Task statement: Exclude the pictures, then copy all remaining records exactly.

Collected data
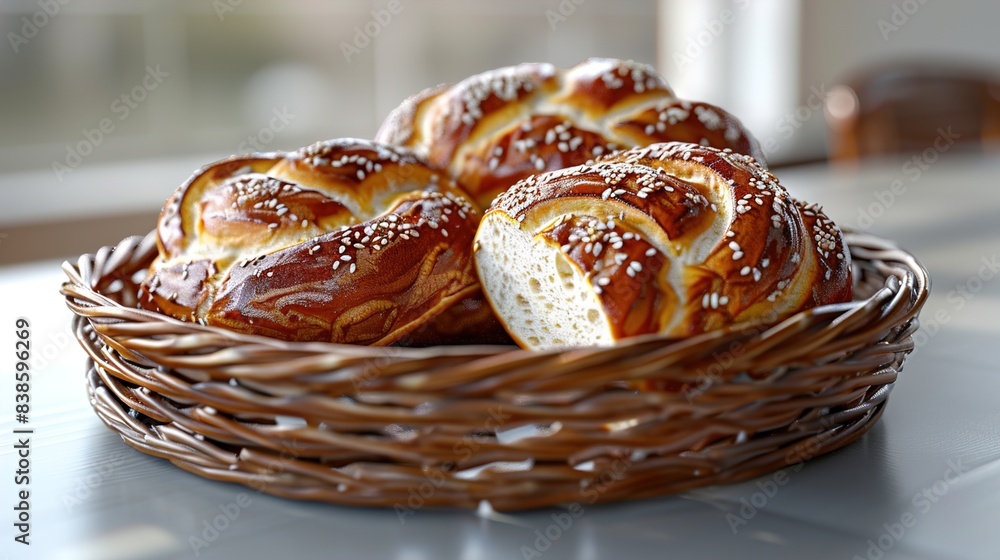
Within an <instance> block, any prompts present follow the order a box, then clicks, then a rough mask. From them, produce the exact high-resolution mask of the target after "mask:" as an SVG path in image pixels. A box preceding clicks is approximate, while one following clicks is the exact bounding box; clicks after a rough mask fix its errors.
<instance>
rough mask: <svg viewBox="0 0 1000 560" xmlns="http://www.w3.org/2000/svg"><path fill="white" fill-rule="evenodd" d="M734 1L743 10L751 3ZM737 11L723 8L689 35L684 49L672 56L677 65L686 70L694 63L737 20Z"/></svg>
mask: <svg viewBox="0 0 1000 560" xmlns="http://www.w3.org/2000/svg"><path fill="white" fill-rule="evenodd" d="M732 3H733V4H734V5H735V6H736V8H737V10H738V11H743V10H745V9H747V6H749V5H750V0H732ZM737 13H738V12H736V11H733V10H731V9H729V8H723V9H722V10H721V11H719V13H718V14H716V15H715V17H712V18H711V19H707V20H705V21H704V22H702V24H701V28H700V29H698V30H697V31H696V32H695V33H694V34H693V35H691V36H690V37H688V40H687V44H685V46H684V51H683V52H674V53H673V55H672V58H673V60H674V63H675V64H677V67H678V68H680V69H681V70H684V69H685V68H687V67H688V66H690V65H691V64H693V63H694V61H695V60H697V59H698V57H700V56H701V55H702V53H704V52H705V49H707V48H708V47H710V46H711V45H712V43H714V42H715V40H716V39H718V38H719V37H721V36H722V34H723V33H724V32H725V30H726V27H727V26H729V25H731V24H732V23H733V22H734V21H736V15H737Z"/></svg>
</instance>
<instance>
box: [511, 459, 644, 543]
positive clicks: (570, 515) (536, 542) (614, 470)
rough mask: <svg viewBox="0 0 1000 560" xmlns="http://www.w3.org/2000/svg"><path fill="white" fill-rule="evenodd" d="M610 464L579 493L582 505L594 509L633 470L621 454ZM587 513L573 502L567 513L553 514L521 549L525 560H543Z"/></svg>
mask: <svg viewBox="0 0 1000 560" xmlns="http://www.w3.org/2000/svg"><path fill="white" fill-rule="evenodd" d="M612 457H613V458H612V460H611V463H610V464H609V465H608V466H607V467H606V468H604V469H601V470H600V472H598V473H597V474H596V475H595V476H594V477H592V478H591V479H590V481H591V482H590V484H587V485H586V486H584V487H583V488H581V489H580V496H581V498H583V501H586V502H587V503H588V504H591V505H593V504H594V503H596V502H597V500H598V499H599V498H600V497H601V494H604V493H605V492H607V491H608V489H609V488H611V487H612V486H613V485H614V484H615V483H616V482H618V481H619V480H621V479H622V478H624V477H625V473H626V472H628V469H629V468H630V467H631V466H632V462H631V460H630V459H629V458H628V457H625V456H624V455H621V454H613V455H612ZM584 513H586V511H585V510H584V507H583V505H582V504H581V503H580V502H579V501H576V502H571V503H570V504H568V505H567V506H566V512H565V513H563V512H560V513H553V514H552V515H550V516H549V517H550V518H551V519H552V522H551V523H549V524H548V525H546V526H545V527H543V528H542V529H535V532H534V537H535V540H534V541H533V542H532V543H531V544H530V545H527V544H523V545H521V556H522V557H523V558H524V560H531V559H532V558H541V557H542V556H544V555H545V553H546V552H547V551H548V550H549V549H551V548H552V545H553V544H555V542H556V541H558V540H559V539H561V538H562V536H563V535H565V534H566V533H567V532H569V530H570V529H571V528H572V527H573V525H574V524H575V523H576V520H577V519H579V518H580V517H582V516H583V514H584Z"/></svg>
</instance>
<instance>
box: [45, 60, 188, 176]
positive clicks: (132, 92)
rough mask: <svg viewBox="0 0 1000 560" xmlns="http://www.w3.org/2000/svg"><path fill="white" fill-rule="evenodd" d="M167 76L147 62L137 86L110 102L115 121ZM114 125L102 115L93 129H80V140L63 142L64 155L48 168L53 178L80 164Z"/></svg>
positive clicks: (100, 144)
mask: <svg viewBox="0 0 1000 560" xmlns="http://www.w3.org/2000/svg"><path fill="white" fill-rule="evenodd" d="M169 76H170V73H169V72H164V71H163V70H160V65H159V64H157V65H156V66H149V65H147V66H146V75H145V76H143V77H142V80H141V81H140V83H139V85H137V86H135V87H134V88H132V89H131V90H130V91H128V92H127V93H123V94H122V95H120V96H118V97H116V98H114V99H113V100H112V101H111V107H110V110H111V112H112V113H113V114H115V115H117V116H118V121H124V120H125V119H127V118H128V117H129V115H131V114H132V111H134V110H135V109H137V108H138V107H139V104H140V103H142V102H143V101H145V100H146V98H148V97H149V94H150V93H151V92H152V91H154V90H156V88H158V87H160V84H162V83H163V80H164V79H165V78H167V77H169ZM115 127H116V125H115V121H114V120H112V118H111V117H104V118H102V119H101V120H99V121H98V122H97V126H96V127H95V128H85V129H83V131H81V134H82V135H83V140H80V141H79V142H77V143H76V145H69V144H67V145H66V157H65V158H63V161H58V160H56V161H53V162H52V171H53V172H54V173H55V174H56V179H58V180H59V182H60V183H62V181H63V176H64V175H66V174H67V173H72V172H73V170H75V169H76V168H77V167H79V166H80V164H81V163H83V160H84V158H86V157H87V156H89V155H90V154H92V153H94V150H95V149H97V147H98V146H100V145H101V144H102V143H103V142H104V140H106V139H107V138H108V137H109V136H111V135H112V134H113V133H114V132H115Z"/></svg>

Solved exercise:
Within an <instance> block, any prompts present follow the order a box, then clicks, then a rough mask. From them, produce the exact high-resolution mask of the target after "mask:" as an SVG path in image pixels. A box preceding clicks is approximate, while one following clicks is the exact bounding box; clicks after a rough mask fix its errors.
<instance>
rough mask: <svg viewBox="0 0 1000 560" xmlns="http://www.w3.org/2000/svg"><path fill="white" fill-rule="evenodd" d="M734 1L743 10L751 3ZM737 11L723 8L689 35L684 49L672 56L677 65L686 70L694 63L737 20Z"/></svg>
mask: <svg viewBox="0 0 1000 560" xmlns="http://www.w3.org/2000/svg"><path fill="white" fill-rule="evenodd" d="M732 3H733V4H734V5H735V6H736V8H737V10H738V11H743V10H745V9H747V6H749V5H750V0H732ZM737 13H738V12H736V11H733V10H731V9H729V8H723V9H722V10H721V11H719V13H718V14H716V15H715V17H712V18H711V19H707V20H705V21H704V22H702V24H701V28H700V29H698V30H697V31H696V32H695V33H694V34H693V35H691V36H690V37H688V40H687V44H685V46H684V51H683V52H674V53H673V55H672V58H673V60H674V63H675V64H677V67H678V68H680V69H681V70H684V69H685V68H687V67H688V66H690V65H691V64H693V63H694V61H695V60H697V59H698V57H700V56H701V55H702V53H704V52H705V49H707V48H708V47H710V46H711V45H712V43H714V42H715V40H716V39H718V38H719V37H721V36H722V34H723V33H724V32H725V30H726V27H727V26H729V25H731V24H732V23H733V22H734V21H736V15H737Z"/></svg>
</instance>
<instance>
box: [511, 459, 644, 543]
positive clicks: (570, 515) (536, 542) (614, 470)
rough mask: <svg viewBox="0 0 1000 560" xmlns="http://www.w3.org/2000/svg"><path fill="white" fill-rule="evenodd" d="M610 464L579 493L582 505L594 509L633 470L621 454ZM587 513L573 502L567 513L553 514L521 549L525 560H543Z"/></svg>
mask: <svg viewBox="0 0 1000 560" xmlns="http://www.w3.org/2000/svg"><path fill="white" fill-rule="evenodd" d="M612 457H613V458H612V460H611V463H610V464H609V465H608V466H607V467H606V468H604V469H601V470H600V472H598V473H597V474H596V475H595V476H594V477H592V478H591V479H590V481H591V482H590V484H587V485H586V486H584V487H583V488H581V489H580V496H581V498H583V501H586V502H587V503H588V504H591V505H593V504H594V503H596V502H597V500H598V499H599V498H600V497H601V494H604V493H605V492H607V491H608V489H609V488H611V487H612V486H613V485H614V484H615V483H616V482H618V481H619V480H621V479H622V478H624V477H625V473H626V472H628V469H629V468H630V467H631V466H632V462H631V460H630V459H629V458H628V457H625V456H624V455H621V454H613V455H612ZM584 513H586V511H585V510H584V507H583V505H582V504H581V503H580V502H579V501H576V502H571V503H570V504H568V505H567V506H566V512H565V513H563V512H560V513H553V514H552V515H550V516H549V517H550V518H551V519H552V522H551V523H549V524H548V525H546V526H545V527H543V528H542V529H535V532H534V537H535V540H534V541H533V542H532V543H531V544H530V545H527V544H523V545H521V556H522V557H523V558H524V560H531V559H532V558H541V557H542V556H544V555H545V553H546V552H547V551H548V550H549V549H551V548H552V545H553V544H555V542H556V541H558V540H559V539H561V538H562V536H563V535H565V534H566V533H567V532H569V530H570V529H571V528H572V527H573V525H574V524H575V523H576V520H577V519H579V518H580V517H582V516H583V514H584Z"/></svg>
</instance>
<instance>
box: [45, 60, 188, 176]
positive clicks: (132, 92)
rough mask: <svg viewBox="0 0 1000 560" xmlns="http://www.w3.org/2000/svg"><path fill="white" fill-rule="evenodd" d="M167 76L147 62L137 86L110 102L115 121ZM114 125L102 115L93 129H80V140L63 142L64 155L48 168L53 178L80 164Z"/></svg>
positive clicks: (100, 144)
mask: <svg viewBox="0 0 1000 560" xmlns="http://www.w3.org/2000/svg"><path fill="white" fill-rule="evenodd" d="M169 76H170V73H169V72H164V71H163V70H160V65H159V64H157V65H156V66H149V65H147V66H146V75H145V76H143V77H142V80H141V81H140V83H139V85H137V86H135V87H134V88H132V89H131V90H130V91H128V92H127V93H123V94H122V95H120V96H118V97H116V98H114V99H113V100H112V101H111V107H110V110H111V112H112V113H113V114H115V115H117V116H118V121H124V120H125V119H127V118H128V117H129V115H131V114H132V111H134V110H135V109H137V108H138V107H139V104H140V103H142V102H143V101H145V100H146V98H148V97H149V94H150V93H151V92H152V91H154V90H156V88H158V87H160V84H162V83H163V80H164V79H165V78H167V77H169ZM115 127H116V125H115V121H114V120H112V118H111V117H104V118H102V119H101V120H99V121H98V122H97V126H96V127H95V128H85V129H83V131H81V134H82V135H83V140H80V141H79V142H77V143H76V145H69V144H67V145H66V157H65V158H63V161H58V160H56V161H53V162H52V171H53V172H54V173H55V174H56V179H58V180H59V182H60V183H62V181H63V176H64V175H66V174H67V173H72V172H73V170H75V169H76V168H77V167H79V166H80V164H81V163H83V160H84V158H86V157H87V156H89V155H90V154H92V153H94V150H95V149H97V147H98V146H100V145H101V144H102V143H103V142H104V140H106V139H107V138H108V137H109V136H111V135H112V134H113V133H114V132H115Z"/></svg>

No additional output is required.